<<<<

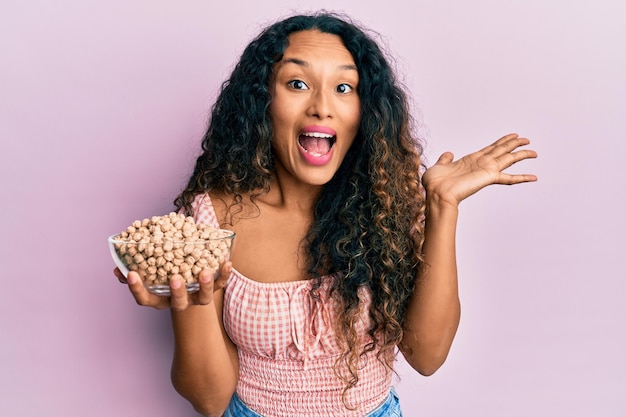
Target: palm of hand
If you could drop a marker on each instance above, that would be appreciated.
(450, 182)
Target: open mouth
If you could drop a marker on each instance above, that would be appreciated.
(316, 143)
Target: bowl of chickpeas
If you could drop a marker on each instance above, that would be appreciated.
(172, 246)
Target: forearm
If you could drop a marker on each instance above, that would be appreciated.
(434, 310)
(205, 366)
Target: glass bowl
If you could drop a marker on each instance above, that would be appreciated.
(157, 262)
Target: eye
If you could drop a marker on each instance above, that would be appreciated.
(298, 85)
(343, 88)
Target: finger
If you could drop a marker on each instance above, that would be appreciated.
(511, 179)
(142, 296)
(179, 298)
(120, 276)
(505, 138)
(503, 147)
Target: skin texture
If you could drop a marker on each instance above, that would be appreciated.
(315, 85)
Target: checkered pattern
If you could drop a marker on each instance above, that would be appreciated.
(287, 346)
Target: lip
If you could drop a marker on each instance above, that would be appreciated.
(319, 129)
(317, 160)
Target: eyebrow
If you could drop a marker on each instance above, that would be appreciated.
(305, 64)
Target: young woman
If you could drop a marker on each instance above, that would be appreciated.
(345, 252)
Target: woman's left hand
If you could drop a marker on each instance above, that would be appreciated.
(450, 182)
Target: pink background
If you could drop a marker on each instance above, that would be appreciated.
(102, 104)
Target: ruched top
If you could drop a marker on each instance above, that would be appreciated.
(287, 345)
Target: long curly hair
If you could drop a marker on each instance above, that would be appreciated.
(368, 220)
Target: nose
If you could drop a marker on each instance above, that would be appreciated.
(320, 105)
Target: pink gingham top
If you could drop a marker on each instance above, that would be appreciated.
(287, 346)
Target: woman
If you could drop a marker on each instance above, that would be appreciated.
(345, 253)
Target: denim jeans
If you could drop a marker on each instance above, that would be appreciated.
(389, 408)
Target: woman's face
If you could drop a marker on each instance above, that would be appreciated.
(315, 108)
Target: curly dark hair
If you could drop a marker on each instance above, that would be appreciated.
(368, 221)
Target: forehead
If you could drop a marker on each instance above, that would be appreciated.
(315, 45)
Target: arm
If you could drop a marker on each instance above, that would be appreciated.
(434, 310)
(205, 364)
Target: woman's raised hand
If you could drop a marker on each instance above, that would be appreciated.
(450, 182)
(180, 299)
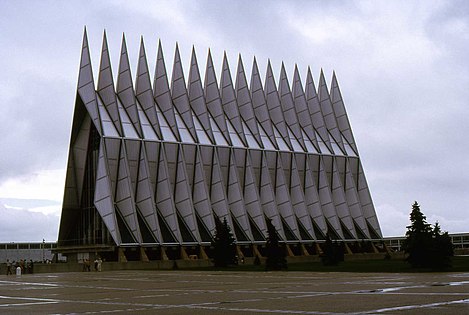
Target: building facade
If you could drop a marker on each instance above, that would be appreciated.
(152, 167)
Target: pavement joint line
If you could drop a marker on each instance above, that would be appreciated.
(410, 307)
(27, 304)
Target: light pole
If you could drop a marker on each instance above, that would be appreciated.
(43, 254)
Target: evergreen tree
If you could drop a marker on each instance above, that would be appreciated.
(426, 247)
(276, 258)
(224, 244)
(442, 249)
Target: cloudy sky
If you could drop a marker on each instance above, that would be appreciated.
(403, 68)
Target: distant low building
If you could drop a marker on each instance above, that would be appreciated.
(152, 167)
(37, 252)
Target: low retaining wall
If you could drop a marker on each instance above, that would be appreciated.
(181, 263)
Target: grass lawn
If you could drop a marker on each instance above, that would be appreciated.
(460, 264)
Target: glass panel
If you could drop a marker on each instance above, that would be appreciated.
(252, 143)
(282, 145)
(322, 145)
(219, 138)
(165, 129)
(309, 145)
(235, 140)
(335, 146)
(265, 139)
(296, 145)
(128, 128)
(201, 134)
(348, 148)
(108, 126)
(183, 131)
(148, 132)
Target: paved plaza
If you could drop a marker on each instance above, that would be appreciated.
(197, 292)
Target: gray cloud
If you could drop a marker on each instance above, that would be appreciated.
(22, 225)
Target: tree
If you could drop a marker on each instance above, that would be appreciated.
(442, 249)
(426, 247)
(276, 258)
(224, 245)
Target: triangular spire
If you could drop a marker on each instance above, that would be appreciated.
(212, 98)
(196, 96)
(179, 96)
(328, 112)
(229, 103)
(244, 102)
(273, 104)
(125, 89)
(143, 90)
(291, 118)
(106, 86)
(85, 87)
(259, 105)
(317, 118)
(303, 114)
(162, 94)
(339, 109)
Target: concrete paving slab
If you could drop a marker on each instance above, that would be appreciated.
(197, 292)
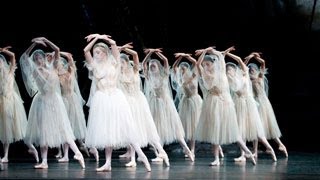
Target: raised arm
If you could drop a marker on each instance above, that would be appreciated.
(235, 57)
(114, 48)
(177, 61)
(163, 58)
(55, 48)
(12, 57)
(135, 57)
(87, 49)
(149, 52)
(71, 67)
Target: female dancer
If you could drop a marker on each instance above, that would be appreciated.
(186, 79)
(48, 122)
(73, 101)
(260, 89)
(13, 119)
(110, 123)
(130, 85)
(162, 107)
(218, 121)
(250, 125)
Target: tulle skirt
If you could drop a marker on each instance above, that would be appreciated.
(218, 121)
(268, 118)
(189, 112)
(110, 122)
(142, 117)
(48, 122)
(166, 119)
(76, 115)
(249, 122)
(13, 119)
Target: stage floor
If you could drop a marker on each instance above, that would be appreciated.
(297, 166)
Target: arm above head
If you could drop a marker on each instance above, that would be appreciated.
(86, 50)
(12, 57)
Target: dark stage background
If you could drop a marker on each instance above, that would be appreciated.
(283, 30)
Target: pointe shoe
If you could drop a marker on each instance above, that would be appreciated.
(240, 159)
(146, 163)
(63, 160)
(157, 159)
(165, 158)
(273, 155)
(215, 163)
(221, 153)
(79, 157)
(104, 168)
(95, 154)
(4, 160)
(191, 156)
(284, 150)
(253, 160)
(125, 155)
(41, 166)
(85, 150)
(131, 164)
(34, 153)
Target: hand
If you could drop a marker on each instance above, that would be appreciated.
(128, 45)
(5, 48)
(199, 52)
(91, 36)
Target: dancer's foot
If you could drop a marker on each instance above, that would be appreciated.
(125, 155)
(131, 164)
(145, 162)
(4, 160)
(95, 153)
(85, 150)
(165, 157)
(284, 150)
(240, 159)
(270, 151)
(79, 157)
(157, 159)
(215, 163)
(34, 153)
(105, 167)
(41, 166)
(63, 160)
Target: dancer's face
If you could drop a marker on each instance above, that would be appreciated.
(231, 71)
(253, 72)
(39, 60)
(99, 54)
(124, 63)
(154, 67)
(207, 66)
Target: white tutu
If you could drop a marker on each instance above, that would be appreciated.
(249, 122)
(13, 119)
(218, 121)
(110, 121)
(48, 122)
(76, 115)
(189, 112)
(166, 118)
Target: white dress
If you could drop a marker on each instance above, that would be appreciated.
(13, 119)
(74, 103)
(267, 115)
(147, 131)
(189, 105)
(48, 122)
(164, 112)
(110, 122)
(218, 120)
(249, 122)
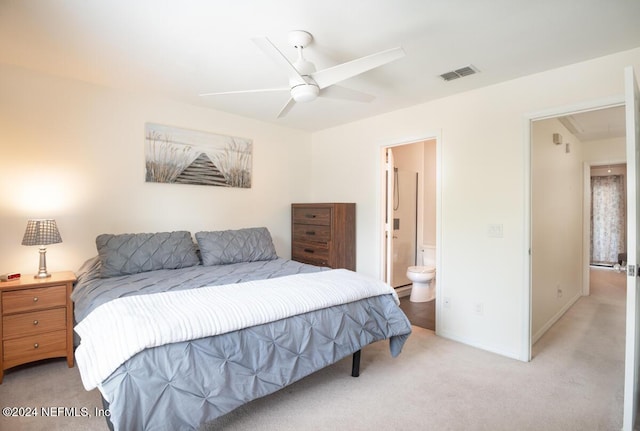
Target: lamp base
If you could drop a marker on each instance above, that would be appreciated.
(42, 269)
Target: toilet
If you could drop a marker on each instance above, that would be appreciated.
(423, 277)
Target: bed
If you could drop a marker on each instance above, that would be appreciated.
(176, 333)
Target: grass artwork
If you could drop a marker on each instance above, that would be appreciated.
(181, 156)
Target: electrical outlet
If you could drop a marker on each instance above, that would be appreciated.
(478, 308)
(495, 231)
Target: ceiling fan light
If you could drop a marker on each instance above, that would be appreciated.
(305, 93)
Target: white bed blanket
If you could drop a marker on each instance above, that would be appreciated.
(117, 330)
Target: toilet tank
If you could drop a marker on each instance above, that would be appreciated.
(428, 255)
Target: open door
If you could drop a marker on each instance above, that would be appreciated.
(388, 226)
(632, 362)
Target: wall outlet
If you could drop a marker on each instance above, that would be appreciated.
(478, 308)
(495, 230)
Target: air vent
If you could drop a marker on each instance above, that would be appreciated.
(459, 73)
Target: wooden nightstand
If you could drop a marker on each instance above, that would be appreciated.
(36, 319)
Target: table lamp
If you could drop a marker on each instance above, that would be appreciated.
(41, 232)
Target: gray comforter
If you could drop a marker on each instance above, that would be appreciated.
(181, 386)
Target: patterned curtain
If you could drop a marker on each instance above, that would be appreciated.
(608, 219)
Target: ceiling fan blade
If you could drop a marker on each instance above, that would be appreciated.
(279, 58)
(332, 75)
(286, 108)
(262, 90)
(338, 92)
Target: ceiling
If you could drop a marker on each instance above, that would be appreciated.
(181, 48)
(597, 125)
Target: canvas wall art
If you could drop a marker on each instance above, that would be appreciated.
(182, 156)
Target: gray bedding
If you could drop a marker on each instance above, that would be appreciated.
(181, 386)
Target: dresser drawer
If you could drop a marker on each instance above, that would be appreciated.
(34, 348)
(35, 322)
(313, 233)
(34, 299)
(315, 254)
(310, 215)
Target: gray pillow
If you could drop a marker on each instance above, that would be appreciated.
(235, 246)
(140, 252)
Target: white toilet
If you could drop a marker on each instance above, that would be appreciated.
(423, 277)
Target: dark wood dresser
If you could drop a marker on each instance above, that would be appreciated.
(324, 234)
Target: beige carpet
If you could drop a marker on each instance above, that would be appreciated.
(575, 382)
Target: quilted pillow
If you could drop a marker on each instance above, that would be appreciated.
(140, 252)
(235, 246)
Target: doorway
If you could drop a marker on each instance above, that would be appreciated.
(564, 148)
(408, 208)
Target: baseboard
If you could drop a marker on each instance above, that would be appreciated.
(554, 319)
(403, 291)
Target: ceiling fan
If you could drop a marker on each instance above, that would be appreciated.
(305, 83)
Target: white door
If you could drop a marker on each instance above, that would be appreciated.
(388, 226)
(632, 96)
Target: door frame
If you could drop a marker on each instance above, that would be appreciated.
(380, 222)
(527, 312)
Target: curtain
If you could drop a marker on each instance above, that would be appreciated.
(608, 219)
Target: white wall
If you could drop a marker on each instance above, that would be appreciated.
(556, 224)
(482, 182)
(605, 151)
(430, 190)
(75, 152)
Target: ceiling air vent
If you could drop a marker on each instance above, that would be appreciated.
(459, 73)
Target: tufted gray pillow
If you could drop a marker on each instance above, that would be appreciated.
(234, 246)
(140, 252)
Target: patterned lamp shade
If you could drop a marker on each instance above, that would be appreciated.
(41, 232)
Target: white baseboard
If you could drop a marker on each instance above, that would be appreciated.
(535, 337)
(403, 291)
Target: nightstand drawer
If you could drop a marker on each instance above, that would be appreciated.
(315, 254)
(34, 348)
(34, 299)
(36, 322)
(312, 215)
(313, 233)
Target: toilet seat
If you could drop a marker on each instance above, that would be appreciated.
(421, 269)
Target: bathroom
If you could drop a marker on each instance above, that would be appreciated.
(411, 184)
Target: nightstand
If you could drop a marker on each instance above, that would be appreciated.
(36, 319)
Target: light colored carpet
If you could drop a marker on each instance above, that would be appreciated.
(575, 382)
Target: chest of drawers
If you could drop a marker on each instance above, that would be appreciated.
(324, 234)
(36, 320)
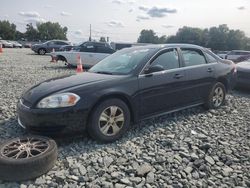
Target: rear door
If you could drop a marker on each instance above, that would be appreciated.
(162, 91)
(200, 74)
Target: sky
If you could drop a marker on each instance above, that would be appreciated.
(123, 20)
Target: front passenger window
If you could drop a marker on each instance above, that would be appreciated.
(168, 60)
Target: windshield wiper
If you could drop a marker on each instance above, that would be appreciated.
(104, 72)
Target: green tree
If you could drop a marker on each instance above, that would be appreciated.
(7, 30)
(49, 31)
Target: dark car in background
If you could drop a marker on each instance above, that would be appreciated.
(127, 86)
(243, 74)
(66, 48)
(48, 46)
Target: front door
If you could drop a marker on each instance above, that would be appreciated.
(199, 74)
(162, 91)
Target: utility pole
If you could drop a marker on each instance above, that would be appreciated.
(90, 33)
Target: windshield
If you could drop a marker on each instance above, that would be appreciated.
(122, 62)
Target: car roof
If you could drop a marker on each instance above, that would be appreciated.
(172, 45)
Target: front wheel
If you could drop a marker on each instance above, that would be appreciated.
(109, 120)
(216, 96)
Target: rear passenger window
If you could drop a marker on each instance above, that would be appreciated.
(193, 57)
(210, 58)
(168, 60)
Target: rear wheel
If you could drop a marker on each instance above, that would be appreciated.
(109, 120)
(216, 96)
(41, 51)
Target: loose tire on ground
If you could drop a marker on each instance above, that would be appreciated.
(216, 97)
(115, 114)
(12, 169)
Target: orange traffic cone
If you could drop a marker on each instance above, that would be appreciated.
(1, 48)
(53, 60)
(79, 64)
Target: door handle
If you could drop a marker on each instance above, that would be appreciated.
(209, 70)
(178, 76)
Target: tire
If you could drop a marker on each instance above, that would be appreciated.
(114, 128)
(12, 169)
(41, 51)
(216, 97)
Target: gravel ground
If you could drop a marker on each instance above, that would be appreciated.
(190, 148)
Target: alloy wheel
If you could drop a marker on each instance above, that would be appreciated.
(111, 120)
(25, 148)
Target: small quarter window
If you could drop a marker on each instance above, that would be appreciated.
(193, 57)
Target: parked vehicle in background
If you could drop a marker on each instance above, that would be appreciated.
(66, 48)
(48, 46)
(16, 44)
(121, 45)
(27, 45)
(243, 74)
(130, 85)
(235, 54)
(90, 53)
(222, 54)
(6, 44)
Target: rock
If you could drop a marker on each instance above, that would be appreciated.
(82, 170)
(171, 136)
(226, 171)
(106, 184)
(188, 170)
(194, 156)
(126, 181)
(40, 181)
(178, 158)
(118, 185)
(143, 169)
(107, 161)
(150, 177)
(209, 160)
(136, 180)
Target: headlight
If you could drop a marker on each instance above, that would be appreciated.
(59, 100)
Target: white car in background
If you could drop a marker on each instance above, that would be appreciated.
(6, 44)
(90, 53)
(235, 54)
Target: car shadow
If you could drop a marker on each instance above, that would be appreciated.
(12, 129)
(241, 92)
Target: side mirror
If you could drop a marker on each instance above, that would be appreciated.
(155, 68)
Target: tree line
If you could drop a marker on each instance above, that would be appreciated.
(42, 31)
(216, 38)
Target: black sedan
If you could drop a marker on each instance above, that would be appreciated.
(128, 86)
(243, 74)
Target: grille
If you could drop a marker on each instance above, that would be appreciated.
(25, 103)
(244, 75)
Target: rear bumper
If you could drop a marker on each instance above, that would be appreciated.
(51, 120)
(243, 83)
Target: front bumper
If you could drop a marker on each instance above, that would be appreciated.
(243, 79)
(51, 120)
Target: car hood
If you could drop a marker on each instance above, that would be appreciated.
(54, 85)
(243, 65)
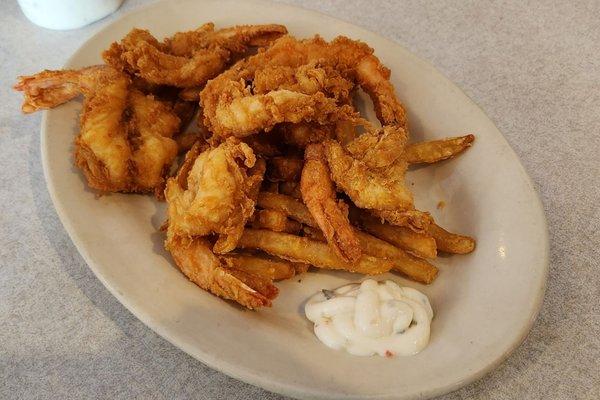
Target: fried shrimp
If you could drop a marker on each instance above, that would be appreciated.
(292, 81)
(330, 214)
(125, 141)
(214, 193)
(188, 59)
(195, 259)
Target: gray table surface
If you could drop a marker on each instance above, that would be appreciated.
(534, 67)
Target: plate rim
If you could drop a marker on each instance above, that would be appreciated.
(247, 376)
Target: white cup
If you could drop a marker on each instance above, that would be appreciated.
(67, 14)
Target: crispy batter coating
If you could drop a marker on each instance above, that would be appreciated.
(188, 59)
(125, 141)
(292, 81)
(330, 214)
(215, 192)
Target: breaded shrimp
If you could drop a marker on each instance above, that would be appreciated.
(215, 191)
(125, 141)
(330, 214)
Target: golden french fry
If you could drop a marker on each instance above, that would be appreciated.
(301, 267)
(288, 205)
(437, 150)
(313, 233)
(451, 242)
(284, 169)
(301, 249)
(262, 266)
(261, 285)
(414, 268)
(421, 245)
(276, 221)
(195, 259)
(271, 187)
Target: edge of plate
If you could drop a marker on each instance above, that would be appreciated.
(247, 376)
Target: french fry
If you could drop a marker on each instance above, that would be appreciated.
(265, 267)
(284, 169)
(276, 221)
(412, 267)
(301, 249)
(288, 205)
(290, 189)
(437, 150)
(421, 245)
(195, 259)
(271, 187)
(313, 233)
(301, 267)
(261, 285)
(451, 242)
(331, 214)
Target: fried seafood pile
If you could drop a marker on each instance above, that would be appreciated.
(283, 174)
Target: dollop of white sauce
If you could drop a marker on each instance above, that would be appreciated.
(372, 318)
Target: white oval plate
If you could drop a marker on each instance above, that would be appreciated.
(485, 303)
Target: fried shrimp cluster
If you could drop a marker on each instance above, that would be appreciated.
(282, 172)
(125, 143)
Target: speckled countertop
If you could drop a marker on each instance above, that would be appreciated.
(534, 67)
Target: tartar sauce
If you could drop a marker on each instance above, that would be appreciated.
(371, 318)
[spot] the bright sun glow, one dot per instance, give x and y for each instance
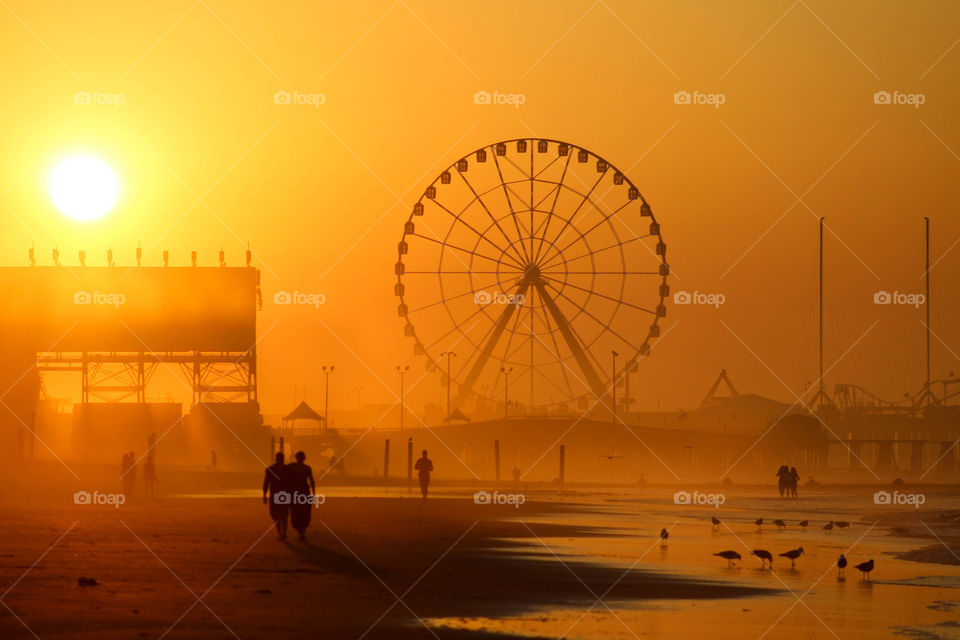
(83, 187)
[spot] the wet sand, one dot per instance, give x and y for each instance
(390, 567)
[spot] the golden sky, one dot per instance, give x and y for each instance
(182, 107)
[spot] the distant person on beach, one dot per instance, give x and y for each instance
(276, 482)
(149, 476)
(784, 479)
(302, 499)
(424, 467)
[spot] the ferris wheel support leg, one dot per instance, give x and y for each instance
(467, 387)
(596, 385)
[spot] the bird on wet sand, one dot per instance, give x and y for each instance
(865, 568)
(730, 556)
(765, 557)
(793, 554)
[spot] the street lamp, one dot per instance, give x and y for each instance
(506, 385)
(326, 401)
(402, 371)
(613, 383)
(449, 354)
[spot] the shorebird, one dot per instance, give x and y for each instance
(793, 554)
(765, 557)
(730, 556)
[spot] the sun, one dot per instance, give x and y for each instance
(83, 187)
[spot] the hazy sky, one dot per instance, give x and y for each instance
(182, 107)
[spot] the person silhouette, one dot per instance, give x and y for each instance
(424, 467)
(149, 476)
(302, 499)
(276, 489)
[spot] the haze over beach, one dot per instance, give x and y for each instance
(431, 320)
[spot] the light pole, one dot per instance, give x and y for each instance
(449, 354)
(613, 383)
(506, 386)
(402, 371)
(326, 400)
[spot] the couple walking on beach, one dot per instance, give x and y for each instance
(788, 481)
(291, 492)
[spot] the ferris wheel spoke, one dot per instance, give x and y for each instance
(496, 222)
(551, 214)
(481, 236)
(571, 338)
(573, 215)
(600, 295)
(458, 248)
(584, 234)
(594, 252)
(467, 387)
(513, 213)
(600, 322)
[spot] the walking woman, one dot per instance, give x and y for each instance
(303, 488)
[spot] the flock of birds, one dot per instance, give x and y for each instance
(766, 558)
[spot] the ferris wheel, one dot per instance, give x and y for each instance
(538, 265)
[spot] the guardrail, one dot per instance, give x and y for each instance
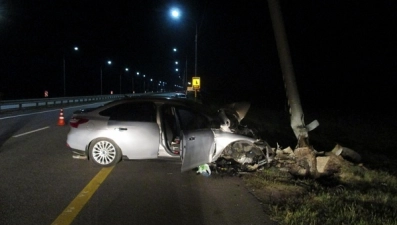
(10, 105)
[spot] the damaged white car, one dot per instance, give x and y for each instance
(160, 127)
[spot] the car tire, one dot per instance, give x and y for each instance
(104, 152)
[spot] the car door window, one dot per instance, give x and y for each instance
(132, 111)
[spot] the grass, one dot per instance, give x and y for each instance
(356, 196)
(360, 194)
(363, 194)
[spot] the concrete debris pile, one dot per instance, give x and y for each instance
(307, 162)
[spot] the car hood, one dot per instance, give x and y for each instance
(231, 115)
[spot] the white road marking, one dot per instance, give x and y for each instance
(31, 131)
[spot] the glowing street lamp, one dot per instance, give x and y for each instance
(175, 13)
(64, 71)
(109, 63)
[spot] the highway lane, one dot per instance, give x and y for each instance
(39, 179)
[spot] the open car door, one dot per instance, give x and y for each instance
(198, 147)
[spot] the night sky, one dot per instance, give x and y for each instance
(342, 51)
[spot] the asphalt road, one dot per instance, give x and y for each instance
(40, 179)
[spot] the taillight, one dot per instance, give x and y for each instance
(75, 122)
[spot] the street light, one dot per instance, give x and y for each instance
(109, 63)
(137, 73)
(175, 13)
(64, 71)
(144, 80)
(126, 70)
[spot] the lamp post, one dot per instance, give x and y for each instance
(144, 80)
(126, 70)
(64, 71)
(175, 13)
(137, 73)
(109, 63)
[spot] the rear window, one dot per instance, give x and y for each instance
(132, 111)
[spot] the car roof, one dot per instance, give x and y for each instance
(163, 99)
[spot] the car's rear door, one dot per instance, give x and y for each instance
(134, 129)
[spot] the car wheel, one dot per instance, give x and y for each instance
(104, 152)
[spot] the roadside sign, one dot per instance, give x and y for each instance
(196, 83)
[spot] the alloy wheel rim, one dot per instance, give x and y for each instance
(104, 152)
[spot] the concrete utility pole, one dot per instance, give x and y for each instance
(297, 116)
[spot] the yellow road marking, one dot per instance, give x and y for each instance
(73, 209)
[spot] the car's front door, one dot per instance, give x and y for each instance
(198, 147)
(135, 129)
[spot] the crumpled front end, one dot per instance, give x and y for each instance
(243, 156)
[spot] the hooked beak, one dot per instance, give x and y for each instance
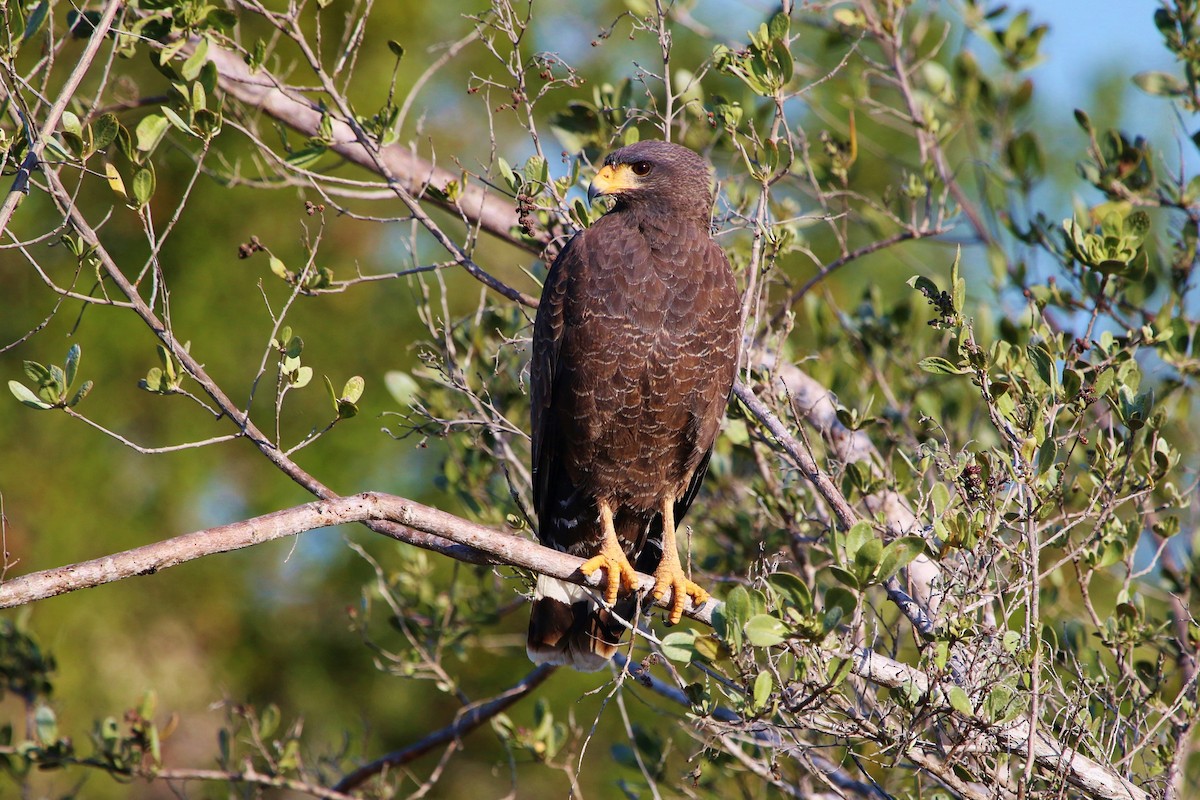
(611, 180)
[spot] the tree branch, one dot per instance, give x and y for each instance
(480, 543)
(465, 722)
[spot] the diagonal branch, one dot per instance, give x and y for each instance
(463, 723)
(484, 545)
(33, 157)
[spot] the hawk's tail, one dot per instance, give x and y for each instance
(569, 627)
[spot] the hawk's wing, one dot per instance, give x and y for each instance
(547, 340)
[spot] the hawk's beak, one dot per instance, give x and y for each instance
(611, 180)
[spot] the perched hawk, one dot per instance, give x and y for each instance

>>>>

REQUIREMENT = Search the data above for the string "table" and copy each line that has it.

COMPLETED EXERCISE =
Target: table lamp
Target: gray table surface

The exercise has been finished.